#### SUPPLIED ENTRIES ####

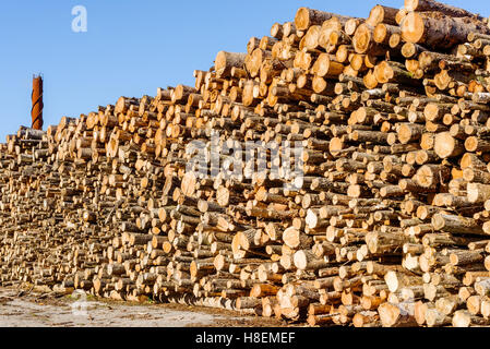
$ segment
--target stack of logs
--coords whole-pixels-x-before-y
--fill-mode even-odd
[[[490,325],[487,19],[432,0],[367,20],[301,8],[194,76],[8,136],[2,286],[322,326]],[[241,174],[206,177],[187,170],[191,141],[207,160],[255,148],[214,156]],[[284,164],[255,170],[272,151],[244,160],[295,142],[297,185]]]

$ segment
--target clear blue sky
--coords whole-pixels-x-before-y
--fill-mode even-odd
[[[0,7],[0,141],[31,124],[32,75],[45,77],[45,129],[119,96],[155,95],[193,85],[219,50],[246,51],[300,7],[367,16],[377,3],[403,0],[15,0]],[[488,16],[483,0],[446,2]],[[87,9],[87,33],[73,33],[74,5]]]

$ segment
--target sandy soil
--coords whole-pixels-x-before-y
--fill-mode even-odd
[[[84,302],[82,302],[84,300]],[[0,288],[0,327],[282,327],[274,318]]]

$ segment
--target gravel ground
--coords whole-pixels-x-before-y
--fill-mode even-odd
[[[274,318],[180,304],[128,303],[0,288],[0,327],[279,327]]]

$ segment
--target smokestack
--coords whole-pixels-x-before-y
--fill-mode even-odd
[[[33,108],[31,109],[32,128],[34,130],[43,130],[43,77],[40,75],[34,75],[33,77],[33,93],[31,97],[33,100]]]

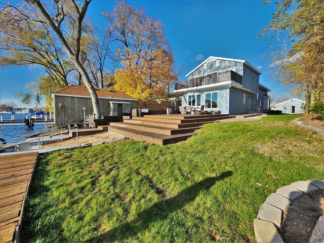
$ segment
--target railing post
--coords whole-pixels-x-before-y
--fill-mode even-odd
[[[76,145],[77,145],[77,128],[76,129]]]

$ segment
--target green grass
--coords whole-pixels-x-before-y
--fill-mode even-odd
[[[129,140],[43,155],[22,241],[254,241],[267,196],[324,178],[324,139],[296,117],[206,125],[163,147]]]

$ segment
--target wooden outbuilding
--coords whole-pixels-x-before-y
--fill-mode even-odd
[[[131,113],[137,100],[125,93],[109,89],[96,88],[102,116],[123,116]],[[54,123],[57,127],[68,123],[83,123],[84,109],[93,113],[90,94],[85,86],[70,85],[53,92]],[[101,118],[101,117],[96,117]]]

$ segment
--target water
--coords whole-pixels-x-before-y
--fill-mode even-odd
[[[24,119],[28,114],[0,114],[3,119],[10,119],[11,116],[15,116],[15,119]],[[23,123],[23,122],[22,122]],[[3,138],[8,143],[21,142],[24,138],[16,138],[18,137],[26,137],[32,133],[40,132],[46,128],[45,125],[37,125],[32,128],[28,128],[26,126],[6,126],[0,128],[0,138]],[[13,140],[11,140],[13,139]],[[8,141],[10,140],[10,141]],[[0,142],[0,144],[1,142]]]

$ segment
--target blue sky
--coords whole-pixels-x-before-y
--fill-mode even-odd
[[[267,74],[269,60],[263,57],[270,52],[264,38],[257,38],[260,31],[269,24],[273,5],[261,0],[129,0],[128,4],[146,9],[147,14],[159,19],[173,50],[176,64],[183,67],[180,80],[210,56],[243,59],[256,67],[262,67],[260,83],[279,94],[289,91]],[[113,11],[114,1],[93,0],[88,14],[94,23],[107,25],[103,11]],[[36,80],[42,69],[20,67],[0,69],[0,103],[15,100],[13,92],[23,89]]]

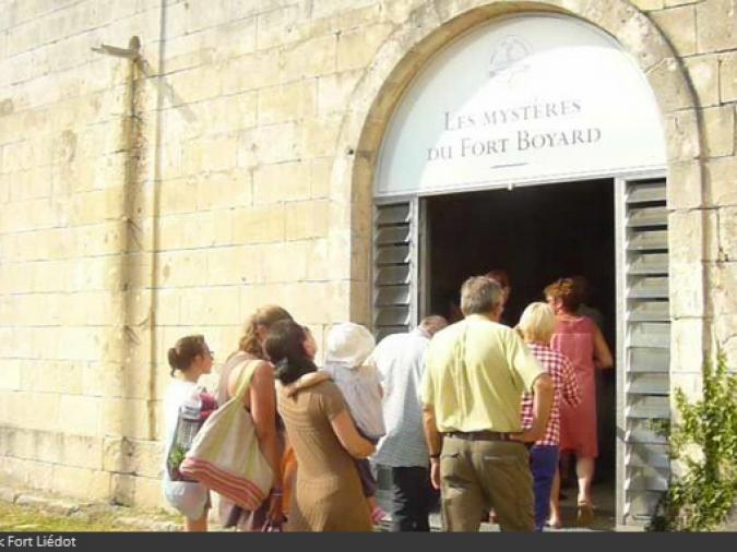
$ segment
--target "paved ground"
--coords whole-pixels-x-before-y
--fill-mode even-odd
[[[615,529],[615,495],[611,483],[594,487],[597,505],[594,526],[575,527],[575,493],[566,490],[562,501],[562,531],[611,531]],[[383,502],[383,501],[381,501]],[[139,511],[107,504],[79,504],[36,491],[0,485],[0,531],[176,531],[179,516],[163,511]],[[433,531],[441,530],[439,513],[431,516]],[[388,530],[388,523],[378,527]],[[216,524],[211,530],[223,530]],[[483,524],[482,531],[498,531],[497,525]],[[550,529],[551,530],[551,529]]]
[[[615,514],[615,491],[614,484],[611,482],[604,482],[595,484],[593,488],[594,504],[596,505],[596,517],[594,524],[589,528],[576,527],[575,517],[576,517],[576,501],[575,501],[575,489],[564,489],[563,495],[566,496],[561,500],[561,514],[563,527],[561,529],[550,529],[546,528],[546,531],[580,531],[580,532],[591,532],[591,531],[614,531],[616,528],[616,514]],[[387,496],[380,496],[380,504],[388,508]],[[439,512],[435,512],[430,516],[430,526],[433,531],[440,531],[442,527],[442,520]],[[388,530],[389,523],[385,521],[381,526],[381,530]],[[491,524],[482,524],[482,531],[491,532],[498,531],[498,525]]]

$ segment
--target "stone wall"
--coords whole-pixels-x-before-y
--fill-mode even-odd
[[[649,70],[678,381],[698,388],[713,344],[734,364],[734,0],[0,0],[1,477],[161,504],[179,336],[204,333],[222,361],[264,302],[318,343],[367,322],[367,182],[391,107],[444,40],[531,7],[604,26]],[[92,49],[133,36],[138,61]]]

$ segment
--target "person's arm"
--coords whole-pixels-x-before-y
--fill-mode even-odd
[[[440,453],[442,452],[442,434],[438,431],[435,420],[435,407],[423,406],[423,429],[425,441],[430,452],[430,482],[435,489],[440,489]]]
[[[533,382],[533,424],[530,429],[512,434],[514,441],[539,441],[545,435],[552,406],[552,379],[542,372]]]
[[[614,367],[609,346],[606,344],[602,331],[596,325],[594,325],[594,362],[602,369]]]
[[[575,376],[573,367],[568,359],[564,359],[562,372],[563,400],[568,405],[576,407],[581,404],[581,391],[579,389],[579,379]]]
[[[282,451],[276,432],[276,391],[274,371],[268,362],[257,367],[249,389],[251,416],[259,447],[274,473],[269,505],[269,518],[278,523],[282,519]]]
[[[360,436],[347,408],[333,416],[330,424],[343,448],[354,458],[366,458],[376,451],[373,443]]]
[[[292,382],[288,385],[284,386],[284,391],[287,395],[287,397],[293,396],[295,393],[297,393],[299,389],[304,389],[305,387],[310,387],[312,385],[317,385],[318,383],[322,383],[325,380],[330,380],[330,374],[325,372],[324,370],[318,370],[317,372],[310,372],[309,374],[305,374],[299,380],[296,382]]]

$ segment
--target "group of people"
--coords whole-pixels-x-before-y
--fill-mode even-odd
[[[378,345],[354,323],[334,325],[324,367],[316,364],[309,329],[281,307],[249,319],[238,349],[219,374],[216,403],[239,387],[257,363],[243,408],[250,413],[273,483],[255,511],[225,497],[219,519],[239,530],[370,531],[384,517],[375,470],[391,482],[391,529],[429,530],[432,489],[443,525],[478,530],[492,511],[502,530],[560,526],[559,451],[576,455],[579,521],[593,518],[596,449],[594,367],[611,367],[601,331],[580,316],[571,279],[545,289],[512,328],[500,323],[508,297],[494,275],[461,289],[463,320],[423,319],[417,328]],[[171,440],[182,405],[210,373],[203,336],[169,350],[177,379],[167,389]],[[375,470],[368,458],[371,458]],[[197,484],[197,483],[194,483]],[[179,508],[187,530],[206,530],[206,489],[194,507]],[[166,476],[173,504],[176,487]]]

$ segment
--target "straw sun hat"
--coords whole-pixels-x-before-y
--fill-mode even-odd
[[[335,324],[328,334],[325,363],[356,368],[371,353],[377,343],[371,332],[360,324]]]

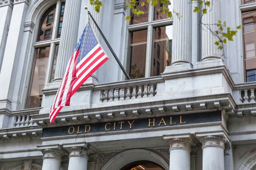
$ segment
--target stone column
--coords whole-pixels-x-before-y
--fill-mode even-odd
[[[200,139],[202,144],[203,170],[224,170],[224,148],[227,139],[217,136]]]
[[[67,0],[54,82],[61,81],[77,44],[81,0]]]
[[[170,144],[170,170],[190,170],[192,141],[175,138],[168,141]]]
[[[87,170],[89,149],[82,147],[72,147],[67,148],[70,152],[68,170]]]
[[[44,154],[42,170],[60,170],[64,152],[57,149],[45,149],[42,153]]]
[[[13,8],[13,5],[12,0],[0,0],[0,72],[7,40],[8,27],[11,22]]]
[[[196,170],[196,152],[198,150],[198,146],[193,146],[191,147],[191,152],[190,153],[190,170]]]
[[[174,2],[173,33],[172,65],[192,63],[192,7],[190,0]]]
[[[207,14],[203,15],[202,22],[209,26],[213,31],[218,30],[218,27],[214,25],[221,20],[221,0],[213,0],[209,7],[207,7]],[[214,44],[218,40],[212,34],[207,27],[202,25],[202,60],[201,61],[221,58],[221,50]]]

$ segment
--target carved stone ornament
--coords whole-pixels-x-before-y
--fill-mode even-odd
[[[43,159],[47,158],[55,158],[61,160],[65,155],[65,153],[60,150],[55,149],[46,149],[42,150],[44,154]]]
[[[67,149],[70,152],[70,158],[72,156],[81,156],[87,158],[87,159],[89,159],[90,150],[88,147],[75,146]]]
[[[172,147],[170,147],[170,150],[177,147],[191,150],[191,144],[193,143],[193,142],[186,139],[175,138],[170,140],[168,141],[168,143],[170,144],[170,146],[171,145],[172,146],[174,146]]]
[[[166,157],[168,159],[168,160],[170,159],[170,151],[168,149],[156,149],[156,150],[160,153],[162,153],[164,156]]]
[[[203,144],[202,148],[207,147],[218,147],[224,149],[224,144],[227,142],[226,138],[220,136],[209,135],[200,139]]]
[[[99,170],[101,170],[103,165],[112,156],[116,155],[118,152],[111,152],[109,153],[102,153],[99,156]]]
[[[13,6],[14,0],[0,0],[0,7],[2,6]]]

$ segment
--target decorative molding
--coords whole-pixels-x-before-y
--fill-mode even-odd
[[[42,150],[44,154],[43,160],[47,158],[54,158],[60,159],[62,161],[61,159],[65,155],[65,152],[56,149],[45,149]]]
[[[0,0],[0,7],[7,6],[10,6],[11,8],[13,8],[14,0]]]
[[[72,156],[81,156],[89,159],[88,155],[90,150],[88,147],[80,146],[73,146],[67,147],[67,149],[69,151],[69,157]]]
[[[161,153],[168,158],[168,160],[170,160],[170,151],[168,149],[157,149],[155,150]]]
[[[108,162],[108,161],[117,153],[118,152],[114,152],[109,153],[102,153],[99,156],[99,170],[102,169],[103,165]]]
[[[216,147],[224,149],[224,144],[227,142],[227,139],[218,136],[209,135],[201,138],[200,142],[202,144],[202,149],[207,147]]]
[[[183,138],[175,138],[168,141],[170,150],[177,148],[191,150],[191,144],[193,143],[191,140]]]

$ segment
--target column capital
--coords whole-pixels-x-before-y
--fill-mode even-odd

####
#### SUPPLIED ENTRIES ####

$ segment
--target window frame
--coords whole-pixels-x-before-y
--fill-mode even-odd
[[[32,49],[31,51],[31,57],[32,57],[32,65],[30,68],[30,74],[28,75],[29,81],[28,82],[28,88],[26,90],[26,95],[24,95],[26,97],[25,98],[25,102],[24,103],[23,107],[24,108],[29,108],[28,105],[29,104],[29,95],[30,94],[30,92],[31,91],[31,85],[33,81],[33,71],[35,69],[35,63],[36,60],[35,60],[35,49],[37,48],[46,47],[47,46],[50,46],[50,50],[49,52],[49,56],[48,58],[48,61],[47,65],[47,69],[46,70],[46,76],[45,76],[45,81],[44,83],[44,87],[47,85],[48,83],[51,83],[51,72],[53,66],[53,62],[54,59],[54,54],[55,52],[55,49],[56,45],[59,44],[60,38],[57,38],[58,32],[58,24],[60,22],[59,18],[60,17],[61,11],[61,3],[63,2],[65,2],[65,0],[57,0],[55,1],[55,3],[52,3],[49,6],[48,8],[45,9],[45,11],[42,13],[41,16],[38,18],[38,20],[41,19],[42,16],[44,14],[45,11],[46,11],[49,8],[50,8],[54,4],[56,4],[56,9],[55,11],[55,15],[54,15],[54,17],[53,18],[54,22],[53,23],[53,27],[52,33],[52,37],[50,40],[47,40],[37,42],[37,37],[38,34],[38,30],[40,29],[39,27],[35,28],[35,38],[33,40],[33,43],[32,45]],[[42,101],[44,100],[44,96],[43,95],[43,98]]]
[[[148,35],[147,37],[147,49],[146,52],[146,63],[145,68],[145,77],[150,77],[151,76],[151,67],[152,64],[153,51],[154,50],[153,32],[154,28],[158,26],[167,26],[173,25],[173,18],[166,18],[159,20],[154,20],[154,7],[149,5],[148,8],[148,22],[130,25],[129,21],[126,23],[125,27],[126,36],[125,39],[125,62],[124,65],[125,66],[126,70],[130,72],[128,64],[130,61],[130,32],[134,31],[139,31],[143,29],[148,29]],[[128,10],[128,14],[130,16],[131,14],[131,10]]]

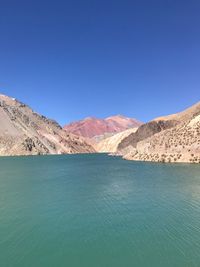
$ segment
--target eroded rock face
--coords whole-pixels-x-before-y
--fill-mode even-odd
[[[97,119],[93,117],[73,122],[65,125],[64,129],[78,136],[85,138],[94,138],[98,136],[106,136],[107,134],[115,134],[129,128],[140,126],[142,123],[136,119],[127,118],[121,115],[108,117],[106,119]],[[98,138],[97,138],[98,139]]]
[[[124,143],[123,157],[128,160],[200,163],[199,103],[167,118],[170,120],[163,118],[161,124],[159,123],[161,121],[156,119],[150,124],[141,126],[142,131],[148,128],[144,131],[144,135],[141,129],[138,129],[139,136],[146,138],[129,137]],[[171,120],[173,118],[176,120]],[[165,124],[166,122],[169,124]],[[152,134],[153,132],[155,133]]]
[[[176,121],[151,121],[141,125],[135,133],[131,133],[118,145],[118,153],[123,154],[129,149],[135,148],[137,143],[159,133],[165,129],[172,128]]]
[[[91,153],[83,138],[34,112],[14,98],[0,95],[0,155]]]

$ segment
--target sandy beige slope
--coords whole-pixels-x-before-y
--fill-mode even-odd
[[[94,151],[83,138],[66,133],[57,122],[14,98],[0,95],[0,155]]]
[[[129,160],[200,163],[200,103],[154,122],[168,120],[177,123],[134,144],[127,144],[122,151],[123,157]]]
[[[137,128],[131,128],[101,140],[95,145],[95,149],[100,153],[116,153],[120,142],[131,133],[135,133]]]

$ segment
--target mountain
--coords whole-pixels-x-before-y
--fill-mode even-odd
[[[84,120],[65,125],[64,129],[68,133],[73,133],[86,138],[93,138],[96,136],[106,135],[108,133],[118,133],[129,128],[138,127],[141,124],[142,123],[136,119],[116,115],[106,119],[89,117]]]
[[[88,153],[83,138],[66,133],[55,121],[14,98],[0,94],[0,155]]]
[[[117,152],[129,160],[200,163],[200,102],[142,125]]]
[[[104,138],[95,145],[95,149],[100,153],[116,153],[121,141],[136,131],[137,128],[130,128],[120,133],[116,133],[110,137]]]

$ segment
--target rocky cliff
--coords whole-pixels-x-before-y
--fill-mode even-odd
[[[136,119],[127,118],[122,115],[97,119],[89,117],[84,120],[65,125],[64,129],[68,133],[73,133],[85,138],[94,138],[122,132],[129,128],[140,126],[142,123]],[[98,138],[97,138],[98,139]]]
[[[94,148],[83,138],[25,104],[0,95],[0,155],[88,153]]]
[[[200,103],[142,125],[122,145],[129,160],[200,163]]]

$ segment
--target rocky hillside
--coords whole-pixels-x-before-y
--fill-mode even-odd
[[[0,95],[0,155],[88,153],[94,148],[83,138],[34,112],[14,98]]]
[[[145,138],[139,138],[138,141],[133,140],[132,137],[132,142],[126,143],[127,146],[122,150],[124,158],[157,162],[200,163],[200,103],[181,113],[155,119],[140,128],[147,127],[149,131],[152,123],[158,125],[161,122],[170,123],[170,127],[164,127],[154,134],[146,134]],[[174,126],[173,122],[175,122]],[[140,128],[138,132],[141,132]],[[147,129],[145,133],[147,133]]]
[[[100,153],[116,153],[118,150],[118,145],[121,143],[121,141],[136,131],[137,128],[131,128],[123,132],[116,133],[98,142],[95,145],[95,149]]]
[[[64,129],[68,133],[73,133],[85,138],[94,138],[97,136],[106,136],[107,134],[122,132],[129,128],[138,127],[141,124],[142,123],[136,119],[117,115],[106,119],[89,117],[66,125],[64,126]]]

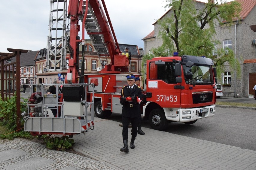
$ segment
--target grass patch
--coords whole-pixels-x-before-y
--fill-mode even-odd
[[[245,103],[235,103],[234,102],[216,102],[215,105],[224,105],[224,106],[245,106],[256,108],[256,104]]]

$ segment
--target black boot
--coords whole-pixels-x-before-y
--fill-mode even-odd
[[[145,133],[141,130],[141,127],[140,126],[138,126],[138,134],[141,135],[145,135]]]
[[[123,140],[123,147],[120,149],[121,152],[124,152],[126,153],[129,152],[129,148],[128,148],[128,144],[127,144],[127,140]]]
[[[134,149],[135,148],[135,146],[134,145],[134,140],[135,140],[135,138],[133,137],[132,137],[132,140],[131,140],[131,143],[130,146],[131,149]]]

####

* **EXERCISE OBJECTIVE**
Show each line in the data above that contains the string "ground".

* **CORRECT OUTPUT**
--target gravel ground
--target "paved ground"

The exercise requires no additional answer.